* [Exercise material]
== Segment start ==

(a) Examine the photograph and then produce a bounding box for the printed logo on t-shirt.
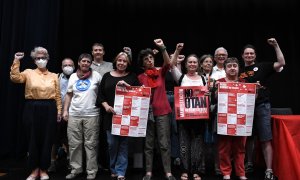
[76,79,91,91]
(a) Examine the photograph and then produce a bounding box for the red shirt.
[138,65,172,116]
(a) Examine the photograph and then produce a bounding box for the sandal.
[193,174,201,180]
[180,173,188,180]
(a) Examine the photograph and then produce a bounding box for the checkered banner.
[217,82,256,136]
[112,85,151,137]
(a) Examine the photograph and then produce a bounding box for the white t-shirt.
[181,75,205,86]
[170,65,205,86]
[67,70,102,116]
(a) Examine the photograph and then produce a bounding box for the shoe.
[39,170,49,180]
[223,175,230,180]
[180,173,188,180]
[142,175,152,180]
[245,163,254,173]
[193,174,201,180]
[166,175,176,180]
[66,173,80,179]
[26,175,38,180]
[264,170,278,180]
[239,176,247,180]
[87,173,96,180]
[117,176,125,180]
[40,174,49,180]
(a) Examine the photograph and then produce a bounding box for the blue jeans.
[106,131,128,176]
[167,92,180,159]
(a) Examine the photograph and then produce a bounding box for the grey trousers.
[144,114,172,173]
[67,115,100,175]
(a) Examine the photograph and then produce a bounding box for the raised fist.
[14,52,24,60]
[123,47,132,55]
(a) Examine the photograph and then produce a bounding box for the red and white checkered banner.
[112,85,151,137]
[217,82,256,136]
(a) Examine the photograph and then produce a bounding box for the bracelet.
[160,46,166,52]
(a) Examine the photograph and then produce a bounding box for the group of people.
[10,37,285,180]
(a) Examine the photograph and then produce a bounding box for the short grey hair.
[214,47,228,56]
[30,46,49,60]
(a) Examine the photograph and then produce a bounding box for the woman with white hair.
[10,47,62,180]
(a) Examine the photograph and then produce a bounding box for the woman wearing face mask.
[10,47,62,180]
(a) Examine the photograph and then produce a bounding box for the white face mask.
[35,59,48,68]
[63,66,74,75]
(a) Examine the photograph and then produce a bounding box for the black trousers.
[23,99,57,171]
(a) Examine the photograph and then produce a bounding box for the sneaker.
[245,163,254,173]
[66,173,80,179]
[264,170,278,180]
[87,173,96,180]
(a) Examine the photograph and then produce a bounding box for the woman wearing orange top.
[10,47,61,180]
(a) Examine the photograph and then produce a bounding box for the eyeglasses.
[62,64,73,67]
[35,57,47,60]
[215,54,227,57]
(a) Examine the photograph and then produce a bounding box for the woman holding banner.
[96,50,140,180]
[170,43,207,180]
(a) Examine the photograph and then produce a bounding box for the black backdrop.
[0,0,299,159]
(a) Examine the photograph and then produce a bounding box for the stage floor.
[0,156,265,180]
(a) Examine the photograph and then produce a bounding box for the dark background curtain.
[1,0,299,159]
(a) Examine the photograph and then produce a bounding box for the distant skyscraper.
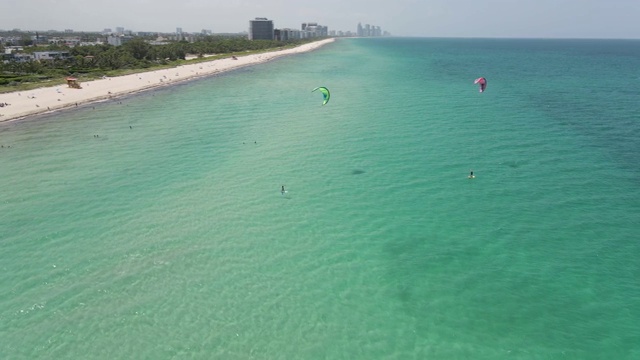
[115,27,124,34]
[249,18,274,40]
[299,22,327,37]
[357,23,363,37]
[176,27,183,34]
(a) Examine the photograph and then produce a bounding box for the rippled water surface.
[1,38,639,359]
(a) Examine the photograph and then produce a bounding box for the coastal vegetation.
[0,36,320,93]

== Segment end ==

Minus its pictures, the full listing should be copied verbatim.

(a) Examine the photograph and then produce a bounding box for the printed logo on t-shirt.
[76,79,91,91]
(a) Examine the photograph and then produce a bounding box for the red shirt.
[138,65,172,116]
(a) Examine the photograph and then produce a bounding box for the sandal.
[193,174,201,180]
[180,173,188,180]
(a) Examine the photograph and then produce a bounding box for the checkered banner.
[217,82,256,136]
[112,85,151,137]
(a) Examine the photograph and then produce a bounding box for the white t-shirt.
[181,75,205,86]
[170,65,205,86]
[67,70,102,116]
(a) Examine the photograph and then produce a bounding box for the shoe.
[39,170,49,180]
[223,175,230,180]
[180,173,188,180]
[142,175,152,180]
[245,163,254,173]
[193,174,201,180]
[166,175,176,180]
[66,173,80,179]
[26,175,38,180]
[264,170,278,180]
[239,176,247,180]
[87,173,96,180]
[117,176,125,180]
[40,174,49,180]
(a) Examine the photograph and then produce a bounding box for the blue jeans.
[106,131,128,176]
[167,92,180,159]
(a) Examine the photograph and then produce a bounding box for the grey trousers.
[144,114,172,173]
[67,115,100,175]
(a) Examine the photograph and then produce a bounding box for the raised fist.
[14,52,24,60]
[123,47,132,55]
(a) Examine the photograph and then produce a bounding box for the red and white checkered banner.
[112,85,151,137]
[217,82,256,136]
(a) Examine the photograph and then produce a bounding box for the bracelet.
[160,46,166,52]
(a) Examine the photograph and then produce a bounding box for the group of people.
[10,37,285,180]
(a) Examine the photograph and then produce a bounding box for the short grey hair.
[214,47,228,56]
[30,46,49,60]
(a) Examine the photograph and then produce a bounding box for the woman with white hair.
[10,47,62,180]
(a) Examine the photograph and then produce a bounding box for the woman wearing face mask.
[10,47,62,180]
(a) Examine the photograph and then produce a bounding box for the white face mask.
[35,59,48,68]
[63,66,74,75]
(a) Examine the photograph and then produce a bounding box for the black trousers.
[23,99,57,171]
(a) Examine the photograph and then produce a bounding box for the sneaker.
[245,163,254,173]
[66,173,80,179]
[264,170,278,180]
[87,173,96,180]
(a) Examine the photograph and then produce a bounding box for the woman wearing orange top.
[10,47,61,180]
(a) Examine the photograph and then produce a bounding box for the eyeglasses.
[62,64,73,67]
[35,57,47,60]
[215,54,227,57]
(a) Examine the photograph and then produce a bounding box for the woman holding banner.
[96,50,140,180]
[170,43,207,180]
(a) Examine the photograph and then produce a bounding box for the black backdrop.
[0,0,299,159]
(a) Examine the photograph and then produce a bounding box for the stage floor.
[0,156,265,180]
(a) Examine the photograph and then produce a bounding box for the dark background curtain.
[1,0,299,159]
(a) Examine the photograph and then produce a bounding box for the distant skyscraper.
[115,27,124,34]
[249,18,274,40]
[299,22,327,37]
[357,23,363,37]
[176,27,183,34]
(a) Examine the photograph and then produce a bounding box for the rippled water surface.
[1,38,639,359]
(a) Examine the photograph and then produce a bounding box for the coastal vegetation.
[0,36,320,93]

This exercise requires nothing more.